_GIVEN REQUEST 1_
In the passage below about the motion for reduction of sentence, on what date did the court deny the Defendant's motion?
_GIVEN REQUEST 2_
Write the next part of the passage below about the motion for reduction of sentence, picking up after its final sentence.

_DOCUMENT_
□ □ □

On January 2, 2014, Defendant moved for reduction of sentence pursuant to 18 U.S.C. § 3582(c) based on the "2007 Guideline Amendment Nine" (properly referred to as Amendment 706). Amendment 706 amended the Drug Quantity Table in U.S.S.G. § 2D1.1(c). U.S. Sentencing Guidelines Manual app. C (U.S. Sentencing Comm'n 2015). In particular, it provided a two-level reduction in base offense levels for crack cocaine offenses. See id. On February 10, 2014, the court denied Defendant's motion. The court explained that while Amendment 706 applied to Defendant, the amendment did not lower Defendant's guideline imprisonment range. [DE 325].

See United States v. Anderson, 2008 U.S. Dist. LEXIS 88451, at *2 n.1 (W.D. Va. Oct. 31, 2008) (stating Amendment 706 was presented to Congress as Amendment 9 but "it became effective on November 1, 2007 as Amendment 706 of the United States Sentencing Guidelines").

□ □ □

_PROVIDED MATERIAL_
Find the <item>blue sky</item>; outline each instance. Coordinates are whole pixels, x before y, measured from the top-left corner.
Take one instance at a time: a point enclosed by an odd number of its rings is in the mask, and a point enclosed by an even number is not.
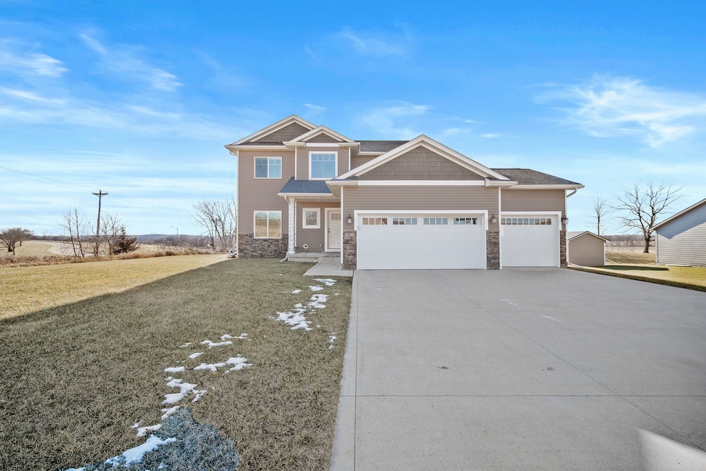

□ □ □

_OUTPUT 1_
February 10, 2014.

_OUTPUT 2_
The Commission made Amendment 706 retroactively applicable, effective as of March 3, 2008. See U.S. Sentencing Guidelines Manual app. C (listing Amendment 706 under U.S.S.G. § 1B1.10(c) as a retroactively applicable amendment).

On February 20, 2014, Defendant appealed the court's decision. [DE 327]. On May 19, 2014, the Fourth Circuit dismissed the appeal for failure to prosecute. [DE 333].

On April 21, 2015, Defendant filed his second motion for reduction of sentence reduction pursuant to § 3582(c), this time seeking the benefit of Amendment 782 to the Guidelines. [DE 343]. Amendment 782 generally reduced the offense levels for drug offenses by two levels. U.S. Sentencing Guidelines Manual app. C. The Sentencing Commission thereafter adopted Amendment 788, which gave retroactive effect to Amendment 782. Id. As a result, Defendant's base offense level fell from 30 to 28. See U.S. Sentencing Guidelines Manual § 2D1.1(c)(6). Three levels were deducted for acceptance of responsibility. With Defendant's criminal history of V, the amended total offense level of 25 yielded an imprisonment range of 100 to 125 months. On September 3, 2015, the court granted Defendant's motion and reduced his sentence to 125 months' imprisonment. [DE 354].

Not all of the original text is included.